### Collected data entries
- - - - - - -

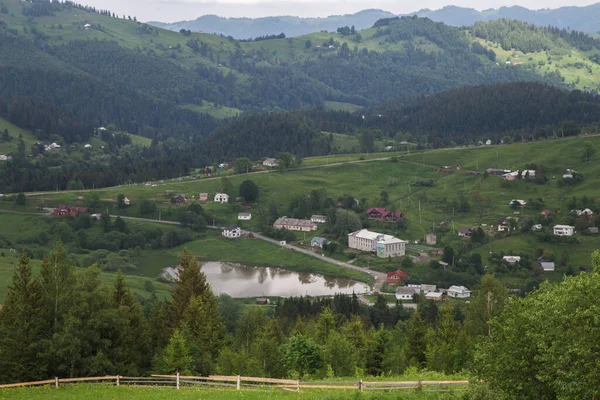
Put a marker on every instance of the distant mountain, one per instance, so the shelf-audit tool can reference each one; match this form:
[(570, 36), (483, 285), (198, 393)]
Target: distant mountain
[(245, 28), (585, 19)]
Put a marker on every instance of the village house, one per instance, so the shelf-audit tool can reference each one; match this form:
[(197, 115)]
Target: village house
[(511, 259), (319, 242), (405, 293), (546, 265), (320, 219), (221, 198), (503, 225), (384, 215), (433, 296), (397, 277), (459, 292), (270, 162), (244, 216), (293, 224), (517, 203), (431, 239), (180, 199), (62, 210), (499, 172), (465, 232), (563, 230), (383, 245), (232, 232)]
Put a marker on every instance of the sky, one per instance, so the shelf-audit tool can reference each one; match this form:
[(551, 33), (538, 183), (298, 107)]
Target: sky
[(179, 10)]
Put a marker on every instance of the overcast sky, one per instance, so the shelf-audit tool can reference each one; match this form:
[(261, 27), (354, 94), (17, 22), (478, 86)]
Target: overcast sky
[(178, 10)]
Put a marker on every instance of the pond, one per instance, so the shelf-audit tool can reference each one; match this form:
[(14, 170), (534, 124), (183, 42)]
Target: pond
[(239, 280)]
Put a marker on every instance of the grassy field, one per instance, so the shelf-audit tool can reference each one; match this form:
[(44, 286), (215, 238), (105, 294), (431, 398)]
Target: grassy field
[(14, 131), (103, 392)]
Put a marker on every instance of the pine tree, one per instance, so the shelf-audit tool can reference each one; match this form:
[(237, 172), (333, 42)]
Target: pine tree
[(191, 282), (20, 327)]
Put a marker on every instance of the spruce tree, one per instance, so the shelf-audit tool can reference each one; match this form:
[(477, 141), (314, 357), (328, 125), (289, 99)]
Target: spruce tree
[(20, 327)]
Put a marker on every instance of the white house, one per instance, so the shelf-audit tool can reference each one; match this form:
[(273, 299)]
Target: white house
[(244, 216), (406, 292), (563, 230), (434, 296), (270, 162), (321, 219), (512, 259), (221, 198), (384, 245), (459, 292), (519, 203), (231, 232)]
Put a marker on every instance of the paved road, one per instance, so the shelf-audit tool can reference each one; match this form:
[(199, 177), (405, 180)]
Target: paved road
[(379, 277)]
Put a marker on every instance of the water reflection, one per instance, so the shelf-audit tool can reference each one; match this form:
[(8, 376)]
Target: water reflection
[(242, 281)]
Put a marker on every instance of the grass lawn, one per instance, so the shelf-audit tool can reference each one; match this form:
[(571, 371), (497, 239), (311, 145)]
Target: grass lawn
[(104, 392)]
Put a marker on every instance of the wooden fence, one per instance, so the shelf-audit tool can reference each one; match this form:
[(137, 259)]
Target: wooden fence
[(238, 382)]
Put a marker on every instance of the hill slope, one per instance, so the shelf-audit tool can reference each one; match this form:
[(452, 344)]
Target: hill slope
[(244, 28), (585, 19)]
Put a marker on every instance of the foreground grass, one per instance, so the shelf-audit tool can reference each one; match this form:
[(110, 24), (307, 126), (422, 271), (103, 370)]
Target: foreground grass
[(101, 392)]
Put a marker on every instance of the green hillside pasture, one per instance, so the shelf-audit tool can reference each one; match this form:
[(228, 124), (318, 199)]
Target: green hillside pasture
[(104, 392), (14, 131), (216, 111), (9, 260)]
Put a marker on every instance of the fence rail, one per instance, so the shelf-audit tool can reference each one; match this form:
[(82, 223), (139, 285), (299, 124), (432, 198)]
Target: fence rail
[(184, 381)]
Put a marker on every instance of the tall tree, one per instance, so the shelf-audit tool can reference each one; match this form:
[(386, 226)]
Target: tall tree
[(20, 327)]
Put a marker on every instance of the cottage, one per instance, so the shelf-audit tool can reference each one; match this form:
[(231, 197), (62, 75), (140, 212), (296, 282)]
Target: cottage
[(405, 293), (431, 239), (384, 245), (293, 224), (62, 210), (319, 242), (232, 232), (180, 199), (503, 225), (318, 219), (563, 230), (546, 265), (270, 162), (459, 292), (465, 232), (244, 216), (517, 203), (383, 214), (433, 296), (221, 198), (511, 259)]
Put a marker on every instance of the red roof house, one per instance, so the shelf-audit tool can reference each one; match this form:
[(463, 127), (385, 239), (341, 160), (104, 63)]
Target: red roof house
[(383, 214), (397, 277)]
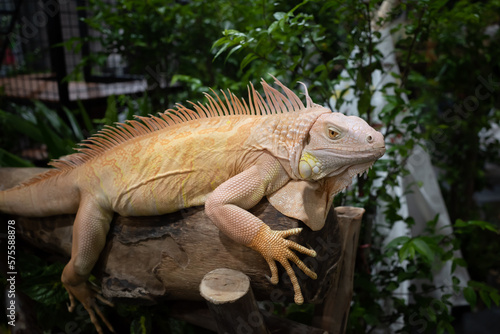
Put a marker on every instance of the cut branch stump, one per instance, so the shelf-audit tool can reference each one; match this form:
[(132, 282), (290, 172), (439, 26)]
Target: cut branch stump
[(231, 302)]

- - - - - - -

### To be done
Rewrite the data from the line containing "Put a marker on every instance of the cottage, one" through the end, swapping "marker" for "pin" and keeping everything else unchanged. Leave the pictures out.

### Solution
Put a pin on every instance of the cottage, one per instance, so the shelf-audit tool can reference each one; match this form:
[(231, 197), (62, 75), (140, 212), (296, 282)]
Target: cottage
[(405, 293), (431, 239), (384, 245), (293, 224), (62, 210), (319, 242), (232, 232), (180, 199), (503, 225), (318, 219), (563, 230), (546, 265), (270, 162), (459, 292), (465, 232), (244, 216), (517, 203), (383, 214), (433, 296), (221, 198), (511, 259)]
Put a pin on every instance of the red roof house, one per instance, so the shelf-audit tool can reference each one; match this form:
[(463, 127), (385, 239), (341, 160), (104, 63)]
Target: red roof house
[(383, 214), (397, 277)]
Put a pin on every instance of the cut branch stump, one per instance, so the shelf-audit tool can reference each one; match this form:
[(132, 282), (290, 172), (439, 26)]
Target: cut branch stump
[(231, 302)]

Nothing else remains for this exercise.